- _Extracted material_:
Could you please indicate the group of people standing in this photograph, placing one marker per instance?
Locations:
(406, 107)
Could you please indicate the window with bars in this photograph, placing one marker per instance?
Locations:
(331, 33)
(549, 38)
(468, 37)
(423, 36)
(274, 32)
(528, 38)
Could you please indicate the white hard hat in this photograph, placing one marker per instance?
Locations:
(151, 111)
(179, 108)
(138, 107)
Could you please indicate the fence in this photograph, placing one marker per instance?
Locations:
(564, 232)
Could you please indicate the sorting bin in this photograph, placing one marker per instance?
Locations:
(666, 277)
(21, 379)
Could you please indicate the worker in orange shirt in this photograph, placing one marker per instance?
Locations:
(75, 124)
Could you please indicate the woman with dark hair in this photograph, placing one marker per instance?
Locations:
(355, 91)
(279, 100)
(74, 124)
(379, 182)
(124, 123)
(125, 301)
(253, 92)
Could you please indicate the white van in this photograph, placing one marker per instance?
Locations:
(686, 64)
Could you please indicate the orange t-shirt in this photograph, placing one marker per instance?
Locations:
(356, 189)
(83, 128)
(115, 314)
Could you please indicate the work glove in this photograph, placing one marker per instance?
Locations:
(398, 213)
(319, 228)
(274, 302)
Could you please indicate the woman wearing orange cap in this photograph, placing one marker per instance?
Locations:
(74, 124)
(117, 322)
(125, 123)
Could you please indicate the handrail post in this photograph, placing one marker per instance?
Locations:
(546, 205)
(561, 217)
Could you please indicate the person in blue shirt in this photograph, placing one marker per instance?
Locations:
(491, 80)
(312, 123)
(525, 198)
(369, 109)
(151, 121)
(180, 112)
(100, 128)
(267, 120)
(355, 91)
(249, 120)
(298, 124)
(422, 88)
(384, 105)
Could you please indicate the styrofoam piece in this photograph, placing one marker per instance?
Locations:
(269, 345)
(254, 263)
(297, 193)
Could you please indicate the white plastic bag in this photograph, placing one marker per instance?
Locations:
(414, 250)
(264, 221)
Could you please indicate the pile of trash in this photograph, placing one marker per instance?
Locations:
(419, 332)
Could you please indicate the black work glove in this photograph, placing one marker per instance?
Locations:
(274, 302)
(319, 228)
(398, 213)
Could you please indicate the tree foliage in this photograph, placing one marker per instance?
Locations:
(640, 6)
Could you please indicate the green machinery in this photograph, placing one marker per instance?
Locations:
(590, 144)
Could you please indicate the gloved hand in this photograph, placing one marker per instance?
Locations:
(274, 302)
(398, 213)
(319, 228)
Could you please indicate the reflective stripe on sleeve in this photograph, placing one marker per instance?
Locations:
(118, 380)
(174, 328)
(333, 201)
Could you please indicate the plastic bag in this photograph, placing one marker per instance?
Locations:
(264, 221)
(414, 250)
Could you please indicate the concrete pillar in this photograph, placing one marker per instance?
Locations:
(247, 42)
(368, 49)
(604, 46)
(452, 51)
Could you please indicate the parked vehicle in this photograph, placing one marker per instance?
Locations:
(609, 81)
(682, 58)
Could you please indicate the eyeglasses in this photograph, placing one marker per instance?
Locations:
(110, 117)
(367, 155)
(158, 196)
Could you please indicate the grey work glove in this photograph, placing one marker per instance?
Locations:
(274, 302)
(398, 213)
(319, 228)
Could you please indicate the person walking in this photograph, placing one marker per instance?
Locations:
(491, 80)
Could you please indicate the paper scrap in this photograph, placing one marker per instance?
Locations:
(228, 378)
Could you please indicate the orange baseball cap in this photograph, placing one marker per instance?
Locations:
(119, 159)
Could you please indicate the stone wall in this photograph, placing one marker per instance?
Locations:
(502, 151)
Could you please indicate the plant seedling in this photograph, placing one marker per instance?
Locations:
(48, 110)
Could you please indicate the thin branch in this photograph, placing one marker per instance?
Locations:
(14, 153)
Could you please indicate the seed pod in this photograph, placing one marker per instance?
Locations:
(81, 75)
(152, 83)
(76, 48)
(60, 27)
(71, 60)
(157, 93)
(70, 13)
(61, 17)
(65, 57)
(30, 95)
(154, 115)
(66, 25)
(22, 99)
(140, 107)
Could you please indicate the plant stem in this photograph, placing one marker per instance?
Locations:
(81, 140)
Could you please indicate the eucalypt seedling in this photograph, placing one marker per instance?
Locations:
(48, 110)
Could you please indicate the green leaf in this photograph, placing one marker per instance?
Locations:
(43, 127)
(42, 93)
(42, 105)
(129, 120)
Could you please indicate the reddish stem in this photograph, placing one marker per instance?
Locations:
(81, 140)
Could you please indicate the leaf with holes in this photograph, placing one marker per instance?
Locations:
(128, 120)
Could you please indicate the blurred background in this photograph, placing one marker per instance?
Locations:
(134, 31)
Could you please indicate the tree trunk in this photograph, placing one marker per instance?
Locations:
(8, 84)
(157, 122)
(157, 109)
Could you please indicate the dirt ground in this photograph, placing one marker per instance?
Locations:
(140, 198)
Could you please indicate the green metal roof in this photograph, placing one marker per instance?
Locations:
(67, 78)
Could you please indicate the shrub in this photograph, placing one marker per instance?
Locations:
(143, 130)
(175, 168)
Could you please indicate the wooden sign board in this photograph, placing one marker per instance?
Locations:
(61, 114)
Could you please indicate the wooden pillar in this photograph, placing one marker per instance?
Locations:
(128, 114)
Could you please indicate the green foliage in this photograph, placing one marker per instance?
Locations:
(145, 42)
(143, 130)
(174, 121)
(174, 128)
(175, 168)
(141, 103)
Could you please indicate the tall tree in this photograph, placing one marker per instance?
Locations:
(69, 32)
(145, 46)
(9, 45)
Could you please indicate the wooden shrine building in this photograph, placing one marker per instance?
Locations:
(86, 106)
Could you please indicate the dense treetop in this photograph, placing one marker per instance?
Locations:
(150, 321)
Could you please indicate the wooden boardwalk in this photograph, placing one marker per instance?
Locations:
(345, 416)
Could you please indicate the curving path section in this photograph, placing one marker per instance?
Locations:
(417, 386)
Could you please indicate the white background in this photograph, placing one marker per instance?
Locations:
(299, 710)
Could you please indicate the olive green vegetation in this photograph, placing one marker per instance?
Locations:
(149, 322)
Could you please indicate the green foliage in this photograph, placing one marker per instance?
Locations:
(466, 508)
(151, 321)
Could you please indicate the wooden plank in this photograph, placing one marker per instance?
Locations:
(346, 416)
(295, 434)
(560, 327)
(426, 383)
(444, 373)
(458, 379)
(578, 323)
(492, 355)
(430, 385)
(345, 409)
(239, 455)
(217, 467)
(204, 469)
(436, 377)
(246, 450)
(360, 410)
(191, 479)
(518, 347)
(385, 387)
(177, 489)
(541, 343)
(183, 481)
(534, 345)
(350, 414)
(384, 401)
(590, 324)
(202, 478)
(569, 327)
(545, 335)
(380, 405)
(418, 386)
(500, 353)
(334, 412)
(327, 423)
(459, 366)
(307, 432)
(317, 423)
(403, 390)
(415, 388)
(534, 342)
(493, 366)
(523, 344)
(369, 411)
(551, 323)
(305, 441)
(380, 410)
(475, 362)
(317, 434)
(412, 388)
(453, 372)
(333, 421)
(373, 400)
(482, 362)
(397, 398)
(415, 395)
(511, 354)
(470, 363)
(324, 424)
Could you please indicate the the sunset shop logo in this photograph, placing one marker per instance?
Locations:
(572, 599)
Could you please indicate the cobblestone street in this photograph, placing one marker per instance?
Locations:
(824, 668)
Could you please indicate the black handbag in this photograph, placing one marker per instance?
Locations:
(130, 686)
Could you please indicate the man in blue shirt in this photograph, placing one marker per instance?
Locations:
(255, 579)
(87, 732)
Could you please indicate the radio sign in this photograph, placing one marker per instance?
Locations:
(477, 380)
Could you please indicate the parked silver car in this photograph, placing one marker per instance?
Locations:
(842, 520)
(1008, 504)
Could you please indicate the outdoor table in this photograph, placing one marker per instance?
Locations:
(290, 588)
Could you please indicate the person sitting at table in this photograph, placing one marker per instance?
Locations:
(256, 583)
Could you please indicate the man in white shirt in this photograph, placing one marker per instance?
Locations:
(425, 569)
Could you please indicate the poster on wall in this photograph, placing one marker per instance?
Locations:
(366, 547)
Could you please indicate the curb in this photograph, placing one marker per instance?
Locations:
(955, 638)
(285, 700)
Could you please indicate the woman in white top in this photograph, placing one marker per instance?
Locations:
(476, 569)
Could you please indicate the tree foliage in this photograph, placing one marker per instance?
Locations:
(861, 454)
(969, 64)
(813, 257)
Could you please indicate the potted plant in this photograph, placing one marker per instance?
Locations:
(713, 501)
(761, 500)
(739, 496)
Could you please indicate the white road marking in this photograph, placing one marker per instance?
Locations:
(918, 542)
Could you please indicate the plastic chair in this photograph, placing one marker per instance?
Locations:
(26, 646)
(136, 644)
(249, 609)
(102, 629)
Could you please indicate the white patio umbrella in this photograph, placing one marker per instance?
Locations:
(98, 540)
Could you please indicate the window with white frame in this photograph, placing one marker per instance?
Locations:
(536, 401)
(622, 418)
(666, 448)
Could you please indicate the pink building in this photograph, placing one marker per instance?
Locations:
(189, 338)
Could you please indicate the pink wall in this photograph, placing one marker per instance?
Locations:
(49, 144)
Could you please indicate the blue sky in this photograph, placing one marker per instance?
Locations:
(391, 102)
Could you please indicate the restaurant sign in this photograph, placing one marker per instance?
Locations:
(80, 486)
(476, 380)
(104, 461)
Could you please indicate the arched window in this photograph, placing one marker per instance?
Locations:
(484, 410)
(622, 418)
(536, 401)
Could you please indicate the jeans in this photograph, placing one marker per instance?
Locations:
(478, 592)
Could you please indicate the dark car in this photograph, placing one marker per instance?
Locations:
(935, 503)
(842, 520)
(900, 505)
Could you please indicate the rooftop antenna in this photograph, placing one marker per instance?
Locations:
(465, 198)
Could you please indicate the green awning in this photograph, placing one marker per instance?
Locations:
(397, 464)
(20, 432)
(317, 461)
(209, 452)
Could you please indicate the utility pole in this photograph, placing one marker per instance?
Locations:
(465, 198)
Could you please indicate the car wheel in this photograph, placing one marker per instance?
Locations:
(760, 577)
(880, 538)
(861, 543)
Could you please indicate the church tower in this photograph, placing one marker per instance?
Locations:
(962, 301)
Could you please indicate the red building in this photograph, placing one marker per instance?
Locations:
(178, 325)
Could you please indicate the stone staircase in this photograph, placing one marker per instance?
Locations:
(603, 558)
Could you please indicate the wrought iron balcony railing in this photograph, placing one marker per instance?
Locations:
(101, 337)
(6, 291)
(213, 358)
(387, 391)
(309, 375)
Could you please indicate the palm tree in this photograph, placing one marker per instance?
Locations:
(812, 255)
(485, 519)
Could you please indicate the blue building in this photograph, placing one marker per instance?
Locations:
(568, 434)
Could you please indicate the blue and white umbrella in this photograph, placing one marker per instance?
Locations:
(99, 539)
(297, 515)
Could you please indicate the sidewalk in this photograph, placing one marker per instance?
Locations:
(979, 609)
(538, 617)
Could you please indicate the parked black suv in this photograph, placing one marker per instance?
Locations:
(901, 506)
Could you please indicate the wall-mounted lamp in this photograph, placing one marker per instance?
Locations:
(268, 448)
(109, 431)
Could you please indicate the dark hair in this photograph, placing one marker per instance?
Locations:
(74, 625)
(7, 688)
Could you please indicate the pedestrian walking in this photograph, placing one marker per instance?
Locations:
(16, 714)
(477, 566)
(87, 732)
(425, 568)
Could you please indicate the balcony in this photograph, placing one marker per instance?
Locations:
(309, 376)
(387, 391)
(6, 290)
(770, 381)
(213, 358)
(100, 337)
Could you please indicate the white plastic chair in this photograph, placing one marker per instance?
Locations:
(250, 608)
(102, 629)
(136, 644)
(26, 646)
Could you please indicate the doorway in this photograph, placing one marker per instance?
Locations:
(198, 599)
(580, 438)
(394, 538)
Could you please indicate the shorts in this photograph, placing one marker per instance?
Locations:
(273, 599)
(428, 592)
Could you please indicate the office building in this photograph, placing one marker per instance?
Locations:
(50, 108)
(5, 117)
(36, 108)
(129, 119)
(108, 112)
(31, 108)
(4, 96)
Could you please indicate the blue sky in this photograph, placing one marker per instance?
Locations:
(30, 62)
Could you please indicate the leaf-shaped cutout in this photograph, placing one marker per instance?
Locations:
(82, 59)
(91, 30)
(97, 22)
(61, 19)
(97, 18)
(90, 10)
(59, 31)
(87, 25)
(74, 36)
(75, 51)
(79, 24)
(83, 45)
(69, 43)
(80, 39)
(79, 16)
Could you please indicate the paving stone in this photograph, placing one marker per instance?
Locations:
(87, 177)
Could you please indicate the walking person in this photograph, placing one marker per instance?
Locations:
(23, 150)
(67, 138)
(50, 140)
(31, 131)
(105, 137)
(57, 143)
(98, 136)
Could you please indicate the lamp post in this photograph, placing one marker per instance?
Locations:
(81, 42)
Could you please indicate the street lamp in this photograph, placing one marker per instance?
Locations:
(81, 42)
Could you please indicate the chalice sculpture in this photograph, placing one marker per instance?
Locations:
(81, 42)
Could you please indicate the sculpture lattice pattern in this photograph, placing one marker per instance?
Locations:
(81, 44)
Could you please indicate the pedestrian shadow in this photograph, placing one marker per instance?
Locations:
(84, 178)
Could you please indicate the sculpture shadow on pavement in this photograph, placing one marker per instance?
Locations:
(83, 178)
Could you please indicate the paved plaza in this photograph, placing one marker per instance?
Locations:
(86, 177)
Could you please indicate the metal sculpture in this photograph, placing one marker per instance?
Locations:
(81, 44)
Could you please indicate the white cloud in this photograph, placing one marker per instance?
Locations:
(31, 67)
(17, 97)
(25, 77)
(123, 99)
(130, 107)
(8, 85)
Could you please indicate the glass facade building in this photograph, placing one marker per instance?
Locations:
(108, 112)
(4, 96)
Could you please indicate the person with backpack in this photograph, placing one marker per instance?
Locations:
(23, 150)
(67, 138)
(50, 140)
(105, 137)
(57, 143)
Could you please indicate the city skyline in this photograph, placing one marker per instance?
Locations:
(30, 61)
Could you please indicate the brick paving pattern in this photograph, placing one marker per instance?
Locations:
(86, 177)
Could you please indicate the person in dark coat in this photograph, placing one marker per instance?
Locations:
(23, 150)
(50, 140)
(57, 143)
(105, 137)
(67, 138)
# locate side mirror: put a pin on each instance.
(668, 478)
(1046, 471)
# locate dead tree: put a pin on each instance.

- _What to do_: For the word "black", report how many lines of the records contain it; respond with the number only.

- _Written reply_: 3